Document excerpt:
* Start *
It has taken me too long to discover the greatest thing, i.e., Man and what he means and why.
Thus there is no need at all for you to feel yourself as exceptional.
Like every one of us you were part of the great dimness overshadowing the greater part of mankind, in the first place the western so-called Christian man.
To discover Man is a great adventure.
I am glad and grateful that people like yourself begin to see the dawn.
Don't worry about my mathematics.
I never dreamt of adding anything to mathematics, being myself utterly "amathematikos."
My affiliation to it consists only in the equation 3 + 1 = 4 which is a psychological fact indicating the fundamental relation between psychology and mathematics.
This is-it may seem ridiculous to a mathematician-the mystery of the psychologist.
To the former, number is a means of counting; to the latter, it is a discovered entity capable of making individual statements if it is given a chance.
* End *
Entries provided:
* Start *
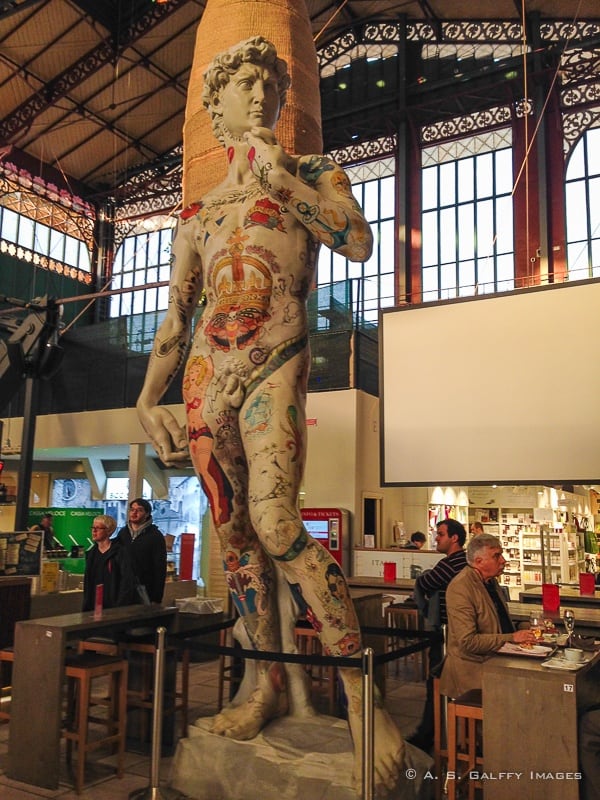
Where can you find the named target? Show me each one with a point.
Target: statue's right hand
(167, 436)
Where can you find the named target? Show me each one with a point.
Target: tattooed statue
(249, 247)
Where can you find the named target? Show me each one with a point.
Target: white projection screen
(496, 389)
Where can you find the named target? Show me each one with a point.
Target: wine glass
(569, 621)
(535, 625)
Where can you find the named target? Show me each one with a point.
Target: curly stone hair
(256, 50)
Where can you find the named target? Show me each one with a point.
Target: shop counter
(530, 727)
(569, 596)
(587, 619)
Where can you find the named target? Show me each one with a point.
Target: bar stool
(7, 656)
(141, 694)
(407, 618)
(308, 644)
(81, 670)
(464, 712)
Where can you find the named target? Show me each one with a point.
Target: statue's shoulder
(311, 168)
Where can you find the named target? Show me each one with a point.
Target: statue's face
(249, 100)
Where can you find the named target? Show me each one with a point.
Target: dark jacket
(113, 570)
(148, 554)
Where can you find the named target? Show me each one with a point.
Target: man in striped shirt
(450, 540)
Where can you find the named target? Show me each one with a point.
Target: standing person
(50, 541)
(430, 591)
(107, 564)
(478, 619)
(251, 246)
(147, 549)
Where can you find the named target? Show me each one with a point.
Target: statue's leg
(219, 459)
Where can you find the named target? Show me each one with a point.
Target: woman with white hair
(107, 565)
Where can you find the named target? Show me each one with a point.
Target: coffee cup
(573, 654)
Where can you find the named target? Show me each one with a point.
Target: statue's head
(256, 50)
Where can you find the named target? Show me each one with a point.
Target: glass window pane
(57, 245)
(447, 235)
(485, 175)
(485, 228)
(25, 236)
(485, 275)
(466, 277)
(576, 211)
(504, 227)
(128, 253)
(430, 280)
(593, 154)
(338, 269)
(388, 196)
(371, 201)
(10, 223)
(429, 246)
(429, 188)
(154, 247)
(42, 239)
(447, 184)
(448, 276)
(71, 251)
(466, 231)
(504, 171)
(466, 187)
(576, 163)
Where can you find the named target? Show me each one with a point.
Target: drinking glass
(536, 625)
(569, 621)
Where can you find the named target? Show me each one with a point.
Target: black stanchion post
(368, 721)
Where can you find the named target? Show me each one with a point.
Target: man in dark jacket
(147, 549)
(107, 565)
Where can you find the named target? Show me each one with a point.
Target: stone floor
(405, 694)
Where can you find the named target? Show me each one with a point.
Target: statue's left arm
* End *
Required actions:
**A)** In the letter excerpt on Man and mathematics, answer each question below on its own line:
(i) What does the writer say has taken too long to discover?
(ii) Which equation is the writer's only affiliation to mathematics?
(iii) What is number to a mathematician, according to the letter excerpt?
**B)** Continue the letter excerpt on Man and mathematics from the point where it stops.

Task responses:
**A)**
(i) The greatest thing, Man and what he means and why.
(ii) 3 + 1 = 4.
(iii) A means of counting.

**B)**
In other words: in the former case number is a servant, in the latter case an autonomous being. It is the same difference as between the general, the professor, the stockbroker on the one hand and the human being on the other.
Well, I thank you, because you are the only one who admits that I am the petra scandali.
From this fact I have formerly concluded that I am an exceptionally unpleasant person. In my later years (I am now in my 83rd) I became doubtful, since I have received so much love and consideration that I have no reason to grumble.
I have not "eaten of the herb of bitterness," but I am astonished at the power of prejudice and superficiality of the "clercs. "
My best regards to Mrs. Wylie and my cordial wishes for a happy New Year,
C.G.J. ~Carl Jung, Letters Vol. II, Page 404-405.